O PRESENTE DE CHÁVEZ
Chávez presenteando Obama e o pensativo Galeano
Por Cléber Sérgio de Seixas
Lá pelos idos de 90, especificamente na primeira metade daquela década, tive a oportunidade de ler uma obra que passou a ser meu livro de cabeçeira. Frequentador assíduo de bibliotecas, certa vez tomei de empréstimo um livro de título estranho. Pensei tratar-se de alguma ficção, mas quando comecei a lê-lo percebi que a realidade às vezes supera a ficção.
As Veias Abertas da América Latina. O livro, num estilo jornalístico, deslizava pelos fatos que marcaram a história do continente que certa vez Simón Bolívar sonhou tornar um só. Logo na introdução lia-se: "CENTO E VINTE MILHÕES DE CRIANÇAS NO CENTRO DA TORMENTA". No primeiro capítulo, um choque: "O SIGNO DA CRUZ NO CABO DAS ESPADAS", ou seja, aqueles que vieram d'além mar trazendo as boas novas e a conversão à religião do nazareno, ou melhor, do Papa, traziam também a cobiça escondida sob o manto da cristandade; a cruz pode se tornar espada dependendo de como utilizada; febre de ouro, febre de prata.
Daí por diante só sangue, fome de ouro e de prata, pilhagens, heróis tombados, índios escravizados, presidentes democraticamente eleitos depostos, e toda sorte de rapina por parte das nações hegemônicas, às vezes indiretamente levada a cabo pelo colaboracionismo das oligarquias locais. De Tupac Amaru a Guevara, de Jacobo Arbenz a Allende, de Potosí a Ouro Preto, da guerra da Tríplice Aliança até a invasão de Granada - um passeio, uma aula. A lição maior? É difícil extrair só uma deste magistral livro, mas creio que posso citar uma como ideia norteadora de toda a obra, usando as palavras do próprio autor, o jornalista uruguaio Eduardo Galeano: "Nestas terras, o que temos assistido não é a infância selvagem do capitalismo, mas a sua cruenta decrepitude. O subdesenvolvimento não é uma etapa do desenvolvimento. É sua consequência". Em outras palavras, somos pobres, subdesenvolvidos, não porque somos indolentes ou ignorantes, mas porque somos ricos demais, ou seja, porque nosso subsolo está coalhado de minerais preciosos, porque nossas matas estão repletas de princípios ativos que podem curar da dengue ao câncer, porque nossas terras são extremamente férteis e, sobretudo, porque nossas burguesias são entreguistas e sempre colaboraram para que os países abaixo do Rio Bravo fossem meros apêndices das nações hegemônicas de plantão.
A desgraça das nações latino americanas é decorrente de sua extrema riqueza natural. Revoltas populares, como a que aconteceu recentemente em Cochabamba, Bolívia, na qual o povo saiu às ruas para impedir a privatização da água (até da chuva), foram e sempre serão reprimidas com violência. Terminada a leitura, se é que um dia vou terminá-la, é impossível não tomar partido, é impossível permanecer neutro, como não procura fazê-lo o próprio autor.

■ ■ ■ ■

REQUISITOS »
a – Edite a parte do trecho da página que começa em "As Veias Abertas" e termina em "febre de prata.", trocando "cobiça" por "ambição".
b – Responda com base no trecho da página:
(i) Qual é a nacionalidade e a profissão de Eduardo Galeano?
(ii) Em que cidade o povo saiu às ruas para impedir a privatização da água?
(iii) Em que período o autor leu o livro pela primeira vez?
c – Por favor, liste todas as pessoas nomeadas no trecho da página entre "De Tupac Amaru" e "invasão de Granada".
O material que vem a seguir não é necessário.

DADOS DE ORIGEM »
■ ■ ■ ■

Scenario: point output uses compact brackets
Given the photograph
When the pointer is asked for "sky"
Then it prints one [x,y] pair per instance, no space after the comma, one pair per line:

■ ■ ■ ■

RESULTADOS »
a –
As Veias Abertas da América Latina. O livro, num estilo jornalístico, deslizava pelos fatos que marcaram a história do continente que certa vez Simón Bolívar sonhou tornar um só. Logo na introdução lia-se: "CENTO E VINTE MILHÕES DE CRIANÇAS NO CENTRO DA TORMENTA". No primeiro capítulo, um choque: "O SIGNO DA CRUZ NO CABO DAS ESPADAS", ou seja, aqueles que vieram d'além mar trazendo as boas novas e a conversão à religião do nazareno, ou melhor, do Papa, traziam também a ambição escondida sob o manto da cristandade; a cruz pode se tornar espada dependendo de como utilizada; febre de ouro, febre de prata.

b –
(i) Uruguaio e jornalista.
(ii) Em Cochabamba, na Bolívia.
(iii) Na primeira metade da década de 90.

c –
- Tupac Amaru
- Guevara
- Jacobo Arbenz
- Allende